EXERCISE:
Below are the records; how many of their lines contain "parking"? Reply only with that figure.

───── DATA SUPPLIED ─────

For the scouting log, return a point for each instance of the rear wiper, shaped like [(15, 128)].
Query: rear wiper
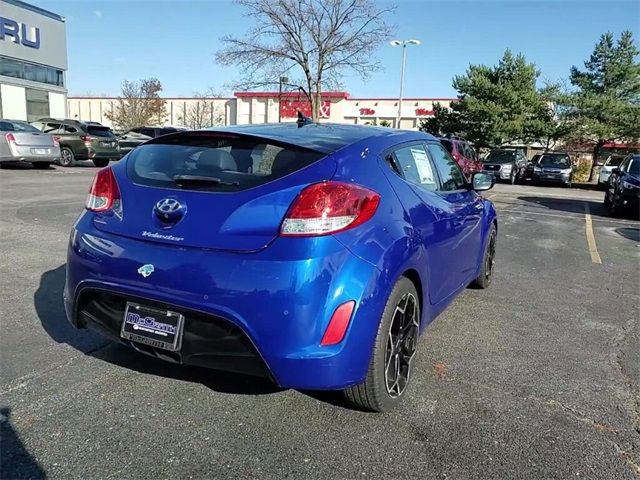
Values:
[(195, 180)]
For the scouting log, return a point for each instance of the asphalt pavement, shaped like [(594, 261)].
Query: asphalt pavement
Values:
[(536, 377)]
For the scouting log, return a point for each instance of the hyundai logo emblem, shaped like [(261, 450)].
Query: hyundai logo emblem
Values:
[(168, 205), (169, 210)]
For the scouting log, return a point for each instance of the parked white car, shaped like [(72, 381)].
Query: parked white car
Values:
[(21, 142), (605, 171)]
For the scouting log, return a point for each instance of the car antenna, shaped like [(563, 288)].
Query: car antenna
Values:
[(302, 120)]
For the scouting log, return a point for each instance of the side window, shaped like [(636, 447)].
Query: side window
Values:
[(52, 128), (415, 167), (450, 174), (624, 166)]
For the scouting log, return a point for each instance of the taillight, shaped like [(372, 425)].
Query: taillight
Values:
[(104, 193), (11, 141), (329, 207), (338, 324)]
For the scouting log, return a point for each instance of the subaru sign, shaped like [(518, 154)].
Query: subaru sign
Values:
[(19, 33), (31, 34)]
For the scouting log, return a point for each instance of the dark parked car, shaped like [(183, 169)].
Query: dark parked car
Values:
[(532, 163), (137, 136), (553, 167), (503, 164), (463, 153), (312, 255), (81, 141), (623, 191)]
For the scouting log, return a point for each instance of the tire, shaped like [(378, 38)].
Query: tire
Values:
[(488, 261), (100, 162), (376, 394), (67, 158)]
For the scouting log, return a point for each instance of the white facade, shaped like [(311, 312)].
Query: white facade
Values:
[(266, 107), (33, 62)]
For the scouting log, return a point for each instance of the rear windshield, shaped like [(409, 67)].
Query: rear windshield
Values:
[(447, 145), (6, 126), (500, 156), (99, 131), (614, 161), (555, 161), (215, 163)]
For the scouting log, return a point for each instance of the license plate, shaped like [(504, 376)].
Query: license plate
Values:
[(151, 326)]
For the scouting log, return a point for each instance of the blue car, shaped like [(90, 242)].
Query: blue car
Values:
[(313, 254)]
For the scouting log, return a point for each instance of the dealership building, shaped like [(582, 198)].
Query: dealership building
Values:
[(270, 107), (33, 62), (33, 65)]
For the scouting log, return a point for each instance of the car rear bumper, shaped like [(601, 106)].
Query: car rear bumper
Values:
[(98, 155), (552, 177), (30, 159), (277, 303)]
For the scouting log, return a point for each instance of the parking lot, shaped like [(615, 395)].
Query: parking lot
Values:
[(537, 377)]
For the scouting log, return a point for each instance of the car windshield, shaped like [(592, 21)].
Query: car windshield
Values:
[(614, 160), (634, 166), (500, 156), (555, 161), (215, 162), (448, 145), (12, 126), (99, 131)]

─────
───── DATA SUPPLIED ─────

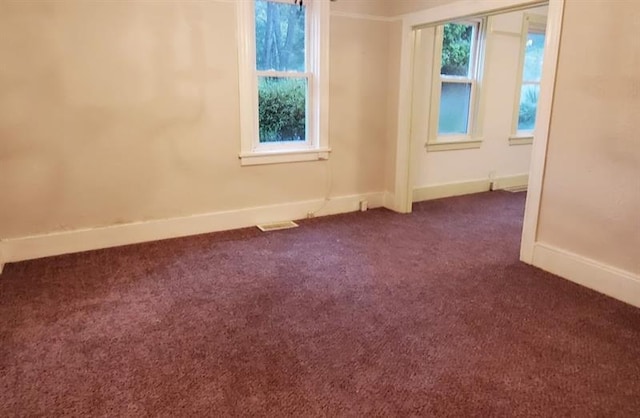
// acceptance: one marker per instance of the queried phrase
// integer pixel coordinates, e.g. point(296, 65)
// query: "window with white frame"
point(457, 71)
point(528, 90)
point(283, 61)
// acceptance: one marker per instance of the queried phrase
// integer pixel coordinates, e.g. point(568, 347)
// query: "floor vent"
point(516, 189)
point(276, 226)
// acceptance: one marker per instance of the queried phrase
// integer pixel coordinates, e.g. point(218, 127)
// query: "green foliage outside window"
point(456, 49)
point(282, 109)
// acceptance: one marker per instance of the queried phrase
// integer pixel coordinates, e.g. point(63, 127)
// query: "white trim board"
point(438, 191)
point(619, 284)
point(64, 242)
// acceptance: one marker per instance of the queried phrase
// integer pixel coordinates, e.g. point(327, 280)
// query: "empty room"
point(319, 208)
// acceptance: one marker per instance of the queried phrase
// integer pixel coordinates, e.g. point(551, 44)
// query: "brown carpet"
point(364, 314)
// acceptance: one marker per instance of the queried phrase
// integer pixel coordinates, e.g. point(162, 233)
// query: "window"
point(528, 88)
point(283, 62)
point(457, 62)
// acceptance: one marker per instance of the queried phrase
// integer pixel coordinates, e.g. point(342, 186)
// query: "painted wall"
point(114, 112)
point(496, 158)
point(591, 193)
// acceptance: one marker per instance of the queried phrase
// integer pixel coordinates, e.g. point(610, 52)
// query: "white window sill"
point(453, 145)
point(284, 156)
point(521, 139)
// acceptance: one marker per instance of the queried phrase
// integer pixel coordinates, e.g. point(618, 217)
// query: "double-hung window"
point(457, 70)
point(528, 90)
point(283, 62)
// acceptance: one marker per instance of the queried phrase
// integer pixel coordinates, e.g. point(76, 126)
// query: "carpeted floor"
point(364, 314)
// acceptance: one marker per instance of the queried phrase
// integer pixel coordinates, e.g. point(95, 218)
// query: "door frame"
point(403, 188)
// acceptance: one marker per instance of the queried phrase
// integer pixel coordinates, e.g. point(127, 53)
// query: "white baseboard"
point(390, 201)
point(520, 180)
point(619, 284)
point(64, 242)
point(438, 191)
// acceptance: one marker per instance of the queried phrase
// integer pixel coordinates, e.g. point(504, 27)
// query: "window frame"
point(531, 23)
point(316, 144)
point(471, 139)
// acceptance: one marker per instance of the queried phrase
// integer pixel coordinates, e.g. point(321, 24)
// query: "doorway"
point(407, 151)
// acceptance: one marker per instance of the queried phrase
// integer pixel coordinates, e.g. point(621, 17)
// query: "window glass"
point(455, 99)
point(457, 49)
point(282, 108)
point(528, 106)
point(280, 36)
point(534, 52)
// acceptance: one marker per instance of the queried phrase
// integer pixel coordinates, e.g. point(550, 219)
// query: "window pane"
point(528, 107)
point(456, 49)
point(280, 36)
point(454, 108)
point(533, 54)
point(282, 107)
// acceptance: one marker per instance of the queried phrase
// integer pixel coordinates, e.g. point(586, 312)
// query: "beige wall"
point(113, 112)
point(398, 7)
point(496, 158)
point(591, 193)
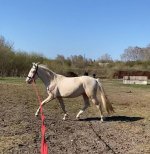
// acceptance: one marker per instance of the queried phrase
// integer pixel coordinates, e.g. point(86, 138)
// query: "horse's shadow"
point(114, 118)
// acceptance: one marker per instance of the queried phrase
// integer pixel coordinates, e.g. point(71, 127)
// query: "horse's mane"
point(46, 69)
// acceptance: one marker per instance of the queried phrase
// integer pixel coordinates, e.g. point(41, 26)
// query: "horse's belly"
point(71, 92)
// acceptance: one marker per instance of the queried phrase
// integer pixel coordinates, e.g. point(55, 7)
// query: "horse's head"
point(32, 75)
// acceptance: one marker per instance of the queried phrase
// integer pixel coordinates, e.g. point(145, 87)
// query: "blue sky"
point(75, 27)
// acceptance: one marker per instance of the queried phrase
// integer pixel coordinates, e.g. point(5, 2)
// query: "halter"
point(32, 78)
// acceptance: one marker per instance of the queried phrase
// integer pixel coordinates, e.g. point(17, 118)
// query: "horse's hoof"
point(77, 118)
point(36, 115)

─────

WORKED SOLUTION:
2